Instructions to follow:
Exactly as they appear below, repeat the lines from the one with "Q: Find the frost" through the one with "Q: Find the snow-covered", and no others.

Record excerpts: Begin

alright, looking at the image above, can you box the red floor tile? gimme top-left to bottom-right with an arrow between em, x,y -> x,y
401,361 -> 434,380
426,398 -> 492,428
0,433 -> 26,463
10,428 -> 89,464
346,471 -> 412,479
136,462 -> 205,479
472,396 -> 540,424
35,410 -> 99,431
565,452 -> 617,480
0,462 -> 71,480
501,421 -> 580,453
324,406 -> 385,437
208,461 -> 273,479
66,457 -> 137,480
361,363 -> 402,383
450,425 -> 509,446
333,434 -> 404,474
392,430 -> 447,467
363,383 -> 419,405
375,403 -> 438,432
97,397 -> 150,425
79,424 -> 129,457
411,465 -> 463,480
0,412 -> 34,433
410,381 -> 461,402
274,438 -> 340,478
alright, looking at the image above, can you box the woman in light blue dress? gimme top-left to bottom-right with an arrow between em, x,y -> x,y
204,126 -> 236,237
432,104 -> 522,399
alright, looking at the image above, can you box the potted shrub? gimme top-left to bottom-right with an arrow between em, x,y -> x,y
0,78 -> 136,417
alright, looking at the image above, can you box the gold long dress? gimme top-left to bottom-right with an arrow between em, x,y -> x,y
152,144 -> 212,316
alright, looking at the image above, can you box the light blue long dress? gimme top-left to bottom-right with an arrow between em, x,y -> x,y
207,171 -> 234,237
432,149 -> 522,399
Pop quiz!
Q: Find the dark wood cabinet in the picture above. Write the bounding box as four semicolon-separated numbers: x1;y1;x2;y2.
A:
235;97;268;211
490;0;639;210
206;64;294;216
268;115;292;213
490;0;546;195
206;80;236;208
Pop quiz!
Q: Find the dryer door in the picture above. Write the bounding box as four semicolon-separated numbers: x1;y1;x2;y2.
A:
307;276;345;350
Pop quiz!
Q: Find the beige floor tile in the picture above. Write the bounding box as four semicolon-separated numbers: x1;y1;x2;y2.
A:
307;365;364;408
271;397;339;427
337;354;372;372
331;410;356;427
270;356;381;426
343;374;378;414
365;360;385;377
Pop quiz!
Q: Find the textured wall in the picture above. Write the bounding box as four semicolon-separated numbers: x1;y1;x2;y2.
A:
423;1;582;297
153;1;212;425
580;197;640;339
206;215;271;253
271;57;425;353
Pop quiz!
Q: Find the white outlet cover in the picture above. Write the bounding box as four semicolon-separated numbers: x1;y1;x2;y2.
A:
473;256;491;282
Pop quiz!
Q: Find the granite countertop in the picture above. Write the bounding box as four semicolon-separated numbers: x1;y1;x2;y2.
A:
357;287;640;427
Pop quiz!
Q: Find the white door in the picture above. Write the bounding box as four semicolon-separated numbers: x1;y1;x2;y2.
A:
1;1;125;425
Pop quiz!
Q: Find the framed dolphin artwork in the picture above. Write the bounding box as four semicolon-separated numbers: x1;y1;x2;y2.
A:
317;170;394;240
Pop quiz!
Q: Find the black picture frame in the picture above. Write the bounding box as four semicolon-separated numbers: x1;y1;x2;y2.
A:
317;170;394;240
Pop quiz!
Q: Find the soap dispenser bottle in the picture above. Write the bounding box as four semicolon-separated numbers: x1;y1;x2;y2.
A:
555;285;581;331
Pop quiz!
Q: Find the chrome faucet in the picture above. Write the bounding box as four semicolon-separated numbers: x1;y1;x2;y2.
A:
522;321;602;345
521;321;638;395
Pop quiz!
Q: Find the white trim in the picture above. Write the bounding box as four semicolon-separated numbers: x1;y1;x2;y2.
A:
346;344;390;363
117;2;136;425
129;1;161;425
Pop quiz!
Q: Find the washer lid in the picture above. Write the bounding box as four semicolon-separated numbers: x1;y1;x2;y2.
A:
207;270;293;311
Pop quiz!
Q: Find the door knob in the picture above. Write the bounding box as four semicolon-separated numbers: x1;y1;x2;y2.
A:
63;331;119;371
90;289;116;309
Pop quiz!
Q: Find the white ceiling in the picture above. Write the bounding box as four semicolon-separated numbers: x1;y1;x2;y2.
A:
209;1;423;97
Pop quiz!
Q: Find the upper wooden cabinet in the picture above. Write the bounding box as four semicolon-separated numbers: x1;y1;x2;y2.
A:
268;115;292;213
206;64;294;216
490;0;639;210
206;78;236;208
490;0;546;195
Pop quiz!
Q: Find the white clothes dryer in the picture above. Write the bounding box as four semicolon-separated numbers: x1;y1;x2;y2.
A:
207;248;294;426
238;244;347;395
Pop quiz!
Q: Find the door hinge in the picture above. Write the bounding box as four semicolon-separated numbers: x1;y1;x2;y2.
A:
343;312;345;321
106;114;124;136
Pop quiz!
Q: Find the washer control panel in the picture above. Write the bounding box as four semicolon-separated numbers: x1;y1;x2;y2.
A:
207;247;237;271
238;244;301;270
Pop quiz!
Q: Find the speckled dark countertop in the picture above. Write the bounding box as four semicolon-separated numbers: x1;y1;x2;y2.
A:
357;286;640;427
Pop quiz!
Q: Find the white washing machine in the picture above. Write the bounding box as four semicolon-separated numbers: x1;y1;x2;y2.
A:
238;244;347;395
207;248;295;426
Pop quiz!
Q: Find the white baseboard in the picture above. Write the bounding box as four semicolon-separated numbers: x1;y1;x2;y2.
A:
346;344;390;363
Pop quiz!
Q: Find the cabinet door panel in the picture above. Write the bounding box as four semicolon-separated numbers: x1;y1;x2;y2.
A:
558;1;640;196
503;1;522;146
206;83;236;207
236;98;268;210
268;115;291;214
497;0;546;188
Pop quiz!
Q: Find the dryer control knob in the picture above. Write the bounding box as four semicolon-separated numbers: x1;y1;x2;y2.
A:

Record excerpts: End
Record excerpts: Begin

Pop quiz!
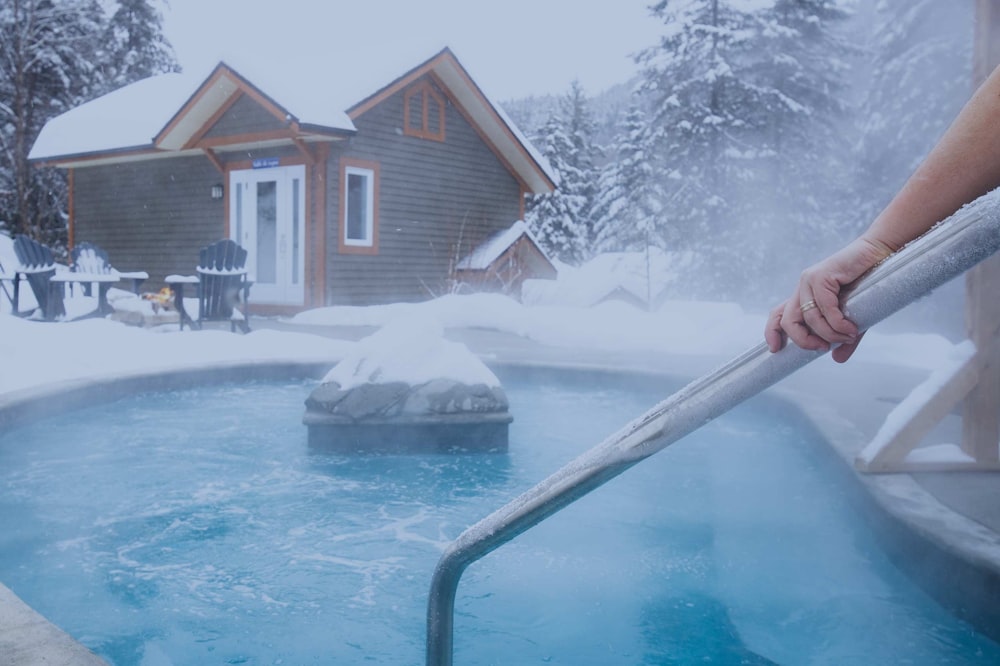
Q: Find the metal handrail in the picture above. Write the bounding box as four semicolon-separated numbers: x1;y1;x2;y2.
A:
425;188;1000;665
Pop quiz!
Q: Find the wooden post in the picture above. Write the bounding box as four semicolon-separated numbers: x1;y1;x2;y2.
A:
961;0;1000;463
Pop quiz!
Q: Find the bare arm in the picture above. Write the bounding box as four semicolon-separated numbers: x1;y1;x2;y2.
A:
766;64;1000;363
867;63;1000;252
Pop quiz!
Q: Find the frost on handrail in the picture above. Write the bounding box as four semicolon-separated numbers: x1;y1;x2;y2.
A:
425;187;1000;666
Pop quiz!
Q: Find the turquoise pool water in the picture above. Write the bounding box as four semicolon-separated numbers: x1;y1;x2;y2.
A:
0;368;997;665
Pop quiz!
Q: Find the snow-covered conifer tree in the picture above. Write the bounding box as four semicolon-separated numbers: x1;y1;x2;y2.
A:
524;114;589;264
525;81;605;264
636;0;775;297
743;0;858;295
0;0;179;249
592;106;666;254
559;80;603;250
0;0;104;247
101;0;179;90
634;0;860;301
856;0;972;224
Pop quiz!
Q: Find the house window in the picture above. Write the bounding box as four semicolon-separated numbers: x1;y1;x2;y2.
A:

Record excerpts: End

Answer area:
Q: Find the frost on handrail in the picture above. Write the bounding box as four semicolon-separated numbers: x1;y1;x2;y2.
A:
425;187;1000;666
Pop quiz!
Q: Find the turquoise pool water in the picture above. Write the bounding box as four semicolon-separated numbers: x1;y1;x2;y2.
A:
0;368;997;665
Pop quiz!
Q: Find the snow-covered conifer tree in the picture above. Write the bounding box as four semicolon-separated numbers: x1;y1;x2;y2.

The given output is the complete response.